### EXERCISE MATERIALS
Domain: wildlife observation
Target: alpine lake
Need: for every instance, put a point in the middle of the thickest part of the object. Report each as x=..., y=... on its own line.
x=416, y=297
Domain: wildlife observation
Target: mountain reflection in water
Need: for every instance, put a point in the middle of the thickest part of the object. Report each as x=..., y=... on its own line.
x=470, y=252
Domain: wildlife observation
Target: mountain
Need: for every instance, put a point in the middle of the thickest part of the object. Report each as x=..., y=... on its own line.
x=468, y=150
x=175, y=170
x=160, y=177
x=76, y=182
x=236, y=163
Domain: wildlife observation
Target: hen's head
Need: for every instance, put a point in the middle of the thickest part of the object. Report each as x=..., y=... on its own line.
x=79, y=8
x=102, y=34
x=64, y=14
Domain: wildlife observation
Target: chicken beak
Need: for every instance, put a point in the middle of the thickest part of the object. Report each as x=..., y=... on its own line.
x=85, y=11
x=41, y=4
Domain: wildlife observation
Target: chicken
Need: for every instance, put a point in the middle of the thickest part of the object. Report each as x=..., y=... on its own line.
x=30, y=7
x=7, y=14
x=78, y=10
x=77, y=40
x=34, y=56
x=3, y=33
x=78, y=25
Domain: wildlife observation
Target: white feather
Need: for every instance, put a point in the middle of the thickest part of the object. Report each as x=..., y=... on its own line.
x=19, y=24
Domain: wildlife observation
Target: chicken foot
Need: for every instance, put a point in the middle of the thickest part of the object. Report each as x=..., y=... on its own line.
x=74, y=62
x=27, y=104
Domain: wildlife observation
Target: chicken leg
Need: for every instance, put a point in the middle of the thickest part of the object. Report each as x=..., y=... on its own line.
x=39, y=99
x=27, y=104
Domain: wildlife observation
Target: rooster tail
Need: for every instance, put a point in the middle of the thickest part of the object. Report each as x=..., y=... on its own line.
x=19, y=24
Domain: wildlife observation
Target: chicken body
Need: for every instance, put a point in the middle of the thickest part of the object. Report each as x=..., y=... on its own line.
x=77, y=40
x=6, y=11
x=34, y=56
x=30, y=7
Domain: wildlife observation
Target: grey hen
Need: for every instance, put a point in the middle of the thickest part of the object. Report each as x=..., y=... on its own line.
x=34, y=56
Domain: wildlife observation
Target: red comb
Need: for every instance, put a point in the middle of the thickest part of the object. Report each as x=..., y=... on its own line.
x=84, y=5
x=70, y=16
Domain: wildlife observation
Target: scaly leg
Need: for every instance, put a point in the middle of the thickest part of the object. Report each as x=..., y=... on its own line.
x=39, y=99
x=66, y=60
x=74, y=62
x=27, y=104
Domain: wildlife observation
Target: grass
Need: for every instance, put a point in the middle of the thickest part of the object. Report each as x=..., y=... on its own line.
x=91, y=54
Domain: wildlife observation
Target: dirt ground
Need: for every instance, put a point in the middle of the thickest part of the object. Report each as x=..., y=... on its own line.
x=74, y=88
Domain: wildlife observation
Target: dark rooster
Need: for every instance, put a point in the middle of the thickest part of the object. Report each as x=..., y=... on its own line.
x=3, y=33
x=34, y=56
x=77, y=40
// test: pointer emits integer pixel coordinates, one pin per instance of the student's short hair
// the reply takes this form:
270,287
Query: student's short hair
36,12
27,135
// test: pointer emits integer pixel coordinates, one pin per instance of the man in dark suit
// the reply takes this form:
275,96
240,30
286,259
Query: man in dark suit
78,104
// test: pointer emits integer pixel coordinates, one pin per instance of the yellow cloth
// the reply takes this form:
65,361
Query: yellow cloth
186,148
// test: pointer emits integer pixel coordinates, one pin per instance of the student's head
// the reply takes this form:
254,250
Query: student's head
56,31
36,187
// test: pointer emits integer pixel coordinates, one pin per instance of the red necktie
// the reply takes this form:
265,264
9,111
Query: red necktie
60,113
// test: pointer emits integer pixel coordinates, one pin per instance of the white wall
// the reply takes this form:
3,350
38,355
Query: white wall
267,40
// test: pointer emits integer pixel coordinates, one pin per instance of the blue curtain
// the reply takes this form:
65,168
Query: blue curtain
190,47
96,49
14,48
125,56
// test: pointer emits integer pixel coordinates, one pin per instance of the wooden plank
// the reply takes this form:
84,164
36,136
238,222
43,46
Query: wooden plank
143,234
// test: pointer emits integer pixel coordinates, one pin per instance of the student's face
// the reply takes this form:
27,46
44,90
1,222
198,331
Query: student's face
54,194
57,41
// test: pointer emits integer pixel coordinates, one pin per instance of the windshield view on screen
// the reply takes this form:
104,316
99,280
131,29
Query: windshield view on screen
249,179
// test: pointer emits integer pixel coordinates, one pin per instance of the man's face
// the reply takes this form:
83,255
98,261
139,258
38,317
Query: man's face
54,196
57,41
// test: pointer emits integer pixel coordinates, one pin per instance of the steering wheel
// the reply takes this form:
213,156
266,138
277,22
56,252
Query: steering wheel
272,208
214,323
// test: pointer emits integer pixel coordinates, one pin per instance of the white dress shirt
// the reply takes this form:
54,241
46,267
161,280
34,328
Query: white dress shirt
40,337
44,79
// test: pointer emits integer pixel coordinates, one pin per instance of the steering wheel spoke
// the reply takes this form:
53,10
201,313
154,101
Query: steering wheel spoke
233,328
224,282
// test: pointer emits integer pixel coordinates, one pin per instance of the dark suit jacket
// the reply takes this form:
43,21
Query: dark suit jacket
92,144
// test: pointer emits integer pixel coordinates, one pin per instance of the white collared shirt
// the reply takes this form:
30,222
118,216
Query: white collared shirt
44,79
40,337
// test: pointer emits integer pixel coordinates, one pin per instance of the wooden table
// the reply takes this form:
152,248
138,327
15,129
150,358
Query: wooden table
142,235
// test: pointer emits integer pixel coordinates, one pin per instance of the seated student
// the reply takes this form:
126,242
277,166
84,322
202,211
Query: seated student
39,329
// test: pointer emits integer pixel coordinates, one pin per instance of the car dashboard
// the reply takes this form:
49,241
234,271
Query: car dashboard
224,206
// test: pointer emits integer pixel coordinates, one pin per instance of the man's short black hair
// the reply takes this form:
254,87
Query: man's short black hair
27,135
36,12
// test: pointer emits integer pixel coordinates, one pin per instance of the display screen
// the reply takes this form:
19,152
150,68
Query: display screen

### THE TASK
Repeat every line of the records above exactly.

### ANSWER FOR THIS EXERCISE
Domain: wildlife observation
Target: alpine lake
Need: for every instance, put a point in the middle of the thickest part of the object. Report each as x=..., y=... on its own line.
x=416, y=297
Domain: wildlife observation
Target: mountain reflection in water
Need: for every instance, put a point in the middle of the thickest part of the object. Report each as x=..., y=... on its own line.
x=470, y=252
Domain: wildlife observation
Target: mountain
Need: for every instance, put a point in the middle of the thickest part of the object. Report each as x=..., y=... on its own line.
x=468, y=150
x=175, y=170
x=160, y=177
x=76, y=182
x=236, y=163
Domain: wildlife observation
Target: hen's head
Need: for every instance, put a point in the middle of the thickest part of the object. Report each as x=..., y=... on its own line.
x=79, y=8
x=102, y=34
x=64, y=14
Domain: wildlife observation
Target: chicken beak
Need: for every instance, put a point in the middle of the thickest part of the object. Report each as x=..., y=... on its own line.
x=85, y=11
x=41, y=4
Domain: wildlife observation
Target: chicken
Need: for every instance, put a point in the middle of the thickest part of the object. Report each as x=..., y=... on its own line.
x=30, y=7
x=7, y=14
x=78, y=10
x=77, y=40
x=34, y=56
x=3, y=33
x=78, y=25
Domain: wildlife observation
Target: white feather
Need: for every instance, put a point in the middle of the thickest part of the object. Report each as x=..., y=... on its own line.
x=19, y=24
Domain: wildlife observation
Target: chicken foot
Need: for every instance, put a point in the middle of the thickest part of the object. Report each as x=..., y=... on its own line.
x=74, y=62
x=27, y=104
Domain: wildlife observation
Target: chicken leg
Need: for every instance, put a point in the middle of the thickest part of the object. Report each as x=..., y=... on its own line.
x=39, y=99
x=27, y=104
Domain: wildlife observation
Target: rooster tail
Need: for every instance, put a point in the middle of the thickest part of the object. Report each as x=..., y=... on its own line.
x=19, y=24
Domain: wildlife observation
Target: chicken body
Need: for every instance, put a point in the middle of the thickest part of the object. Report each as x=..., y=... on its own line.
x=77, y=40
x=6, y=11
x=34, y=56
x=30, y=7
Domain: wildlife observation
Target: grey hen
Need: for every instance, put a point in the middle of the thickest part of the object. Report each as x=..., y=... on its own line.
x=34, y=56
Domain: wildlife observation
Target: red comb
Need: for every instance, put a point in the middle of the thickest part of the object. Report each as x=..., y=... on its own line.
x=84, y=5
x=70, y=16
Domain: wildlife observation
Target: scaly leg
Need: for every instance, put a point in the middle of the thickest part of the object. Report each as x=..., y=... on its own line.
x=39, y=99
x=66, y=60
x=74, y=62
x=27, y=104
Domain: wildlife observation
Target: grass
Need: for every instance, put a point in the middle of the thickest part of the object. Report each as x=..., y=... on its own line.
x=91, y=54
Domain: wildlife observation
Target: dirt ground
Need: for every instance, put a point in the middle of the thickest part of the object. Report each as x=..., y=... on its own line.
x=74, y=88
Domain: wildlife observation
Target: dark rooster
Need: for every instance, put a point in the middle of the thickest part of the object. Report each as x=..., y=... on its own line.
x=3, y=33
x=34, y=56
x=77, y=40
// test: pointer emits integer pixel coordinates, one pin per instance of the student's short hair
// the reply takes this form:
270,287
Query: student's short hair
36,12
27,135
// test: pointer emits integer pixel coordinates, one pin per instance of the man in dark suit
// the reply takes this form:
275,96
240,30
286,259
Query: man in dark suit
78,104
// test: pointer emits integer pixel coordinates, one pin per instance of the yellow cloth
// the reply takes this form:
65,361
Query: yellow cloth
186,148
// test: pointer emits integer pixel coordinates, one pin per instance of the student's head
// the reply takes this form:
254,250
Query: student's head
56,31
36,187
// test: pointer emits integer pixel coordinates, one pin per instance of the red necktie
// the reply takes this form:
265,264
9,111
Query: red necktie
60,113
// test: pointer emits integer pixel coordinates, one pin per instance of the white wall
// the reply takes this form:
3,350
38,355
Query: white wall
267,40
// test: pointer emits integer pixel coordinates, one pin per instance of the blue curtain
// the reply takes this form:
65,168
Query: blue curtain
190,47
96,49
14,48
125,56
// test: pointer emits integer pixel coordinates, one pin per instance of the wooden plank
// the reply takes this form:
84,164
36,136
238,222
43,46
Query: wooden plank
143,234
// test: pointer emits integer pixel coordinates, one pin per instance of the student's face
// the reply takes this form:
27,46
44,90
1,222
198,331
Query: student's face
54,194
57,41
// test: pointer emits integer pixel coordinates, one pin per instance of the windshield view on screen
// the reply takes this form:
104,316
99,280
131,29
Query: windshield view on screen
249,179
// test: pointer emits integer pixel coordinates, one pin per instance of the man's face
// the reply takes this form:
83,255
98,261
139,258
38,317
Query: man's face
54,196
57,41
// test: pointer emits integer pixel coordinates, one pin per instance of the steering wheel
// the reply takes this form:
213,156
266,138
277,22
56,252
Query: steering wheel
272,208
214,323
// test: pointer emits integer pixel coordinates, one pin per instance of the white dress shirt
// the reply takes this form:
54,241
46,267
161,280
34,328
Query: white dress shirt
40,337
44,79
// test: pointer emits integer pixel coordinates, one pin per instance of the steering wheel spoke
// the reply takes this form:
53,10
201,313
154,101
Query: steering wheel spoke
233,328
224,282
// test: pointer emits integer pixel coordinates, one pin per instance of the dark suit jacket
// the reply takes this form:
43,21
Query: dark suit jacket
92,144
// test: pointer emits integer pixel coordinates, one pin per instance of the white collared shirt
// the reply takes this form:
30,222
118,216
Query: white collared shirt
44,79
40,337
// test: pointer emits integer pixel coordinates, one pin per instance of the wooden table
// the reply takes this form:
152,248
138,327
15,129
150,358
Query: wooden table
142,235
// test: pointer emits integer pixel coordinates, one pin per instance of the seated student
// the reply takes this form:
126,242
277,166
84,322
202,211
Query: seated student
39,329
// test: pointer emits integer pixel coordinates, one pin per instance of the car dashboard
// the reply takes this form:
49,241
234,271
Query: car dashboard
224,206
// test: pointer emits integer pixel coordinates, one pin per instance of the man's short black hair
// the reply takes this form:
254,87
Query: man's short black hair
27,135
36,12
// test: pointer emits integer pixel coordinates, one pin per instance of the display screen
// the reply takes this form:
19,152
150,68
Query: display screen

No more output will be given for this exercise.